▶ **Consigne**
Traduisez en anglais la phrase suivante, tirée de l'entretien sur le roman Kinopanorama : « Sa maladie et sa mort ont donné au roman un horizon, une perspective supplémentaire. »

▶ **Texte présenté**
§ §

L’enfant, qui questionne les vérités « irrévocables » délivrées par son père, a quand même un vrai regard critique… Bernard Chambaz.Ce qui est un peu étrange, c’est que je définirais volontiers mon roman comme sentimental. Cela peut paraître contradictoire. Disons que ma critique est sentimentale, et non acerbe.

Vous parlez de votre attachement soviétique. Quel rôle joue l’attachement au père, omniprésent ? Bernard Chambaz. La figure paternelle est, en effet, très forte. On peut comprendre que le rapport au communisme d’un enfant ait été pour une bonne part nourri, infléchi, par la personnalité de son père qui était un dirigeant du Parti. Et puis, le destin est intervenu. Je ne saurai jamais à quoi aurait ressemblé le livre si mon père n’était pas tombé malade avant que je n’entame la deuxième partie de ce premier volet. Sa maladie et sa mort ont donné au roman un horizon, une perspective supplémentaire. Le dernier chapitre donne à lire les lettres posthumes que je lui ai écrites mentalement. Elles représentent une espèce de récit de voyage en terre qui fut communiste. Kinopanorama est un livre sur les éclipses. Il raconte la disparition de mon père, mais aussi : même si l’idéal perdure : celle d’une certaine forme de communisme portée par l’URSS et que le PCF a appelé, pendant plusieurs années, le « communisme réel ». Je m’arrête souvent sur la mort. Celle des grands-pères joue un rôle très important. Ce sont des figures tutélaires qui viennent compléter celle du père. Le premier roman que j’ai écrit, L’Arbre de vie, débutait sur le décès de Georges Couthon. Et cela continue puisque dans le deuxième volet de la trilogie, John Reed possédera une place équivalente à celle de Lénine. J’ai une sorte de fascination pour les disparus.

Vous abordez la mort de Lénine du point de vue de la maladie, donc de l’intime. Pourquoi ?

Bernard Chambaz. J’aime énormément les biographies très condensées qui sont des tranches de vie, comme François d’Assise et Jeanne d’Arc de Joseph Delteil, Van Gogh ou le suicidé de la société d’Antonin Artaud, ou encore Hölderlin de Peter Härtling. C’est dans cette veine poétique que je voudrais m’inscrire quand je raconte la mort de certains personnages. Et puis, j’ai souhaité plus ou moins consciemment explorer la conscience de Lénine dans ses derniers instants. A quoi pouvait-il bien penser ? Cette approche s’est imposée au hasard des chronologies : ma mère naît la semaine où meurt Lénine. La conjonction des dates m’a sans doute interpellé.

§ §

▶ **Données affichées**

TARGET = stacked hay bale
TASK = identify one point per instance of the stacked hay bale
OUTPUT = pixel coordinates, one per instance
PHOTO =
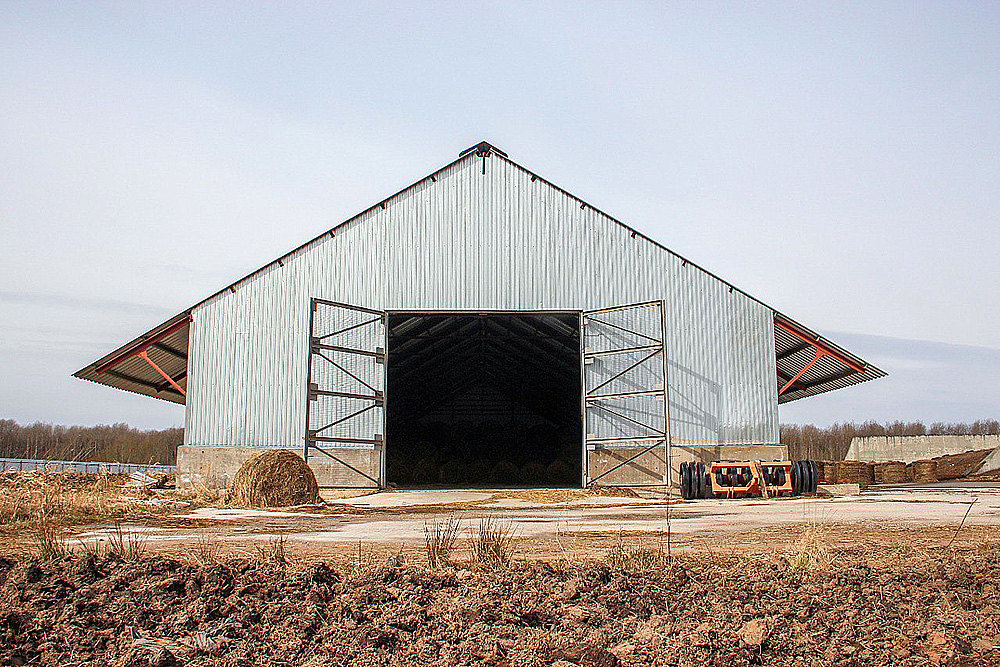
(855, 472)
(274, 478)
(890, 472)
(924, 471)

§ §

▶ **Réponse attendue**
His illness and death gave the novel a horizon, an additional perspective.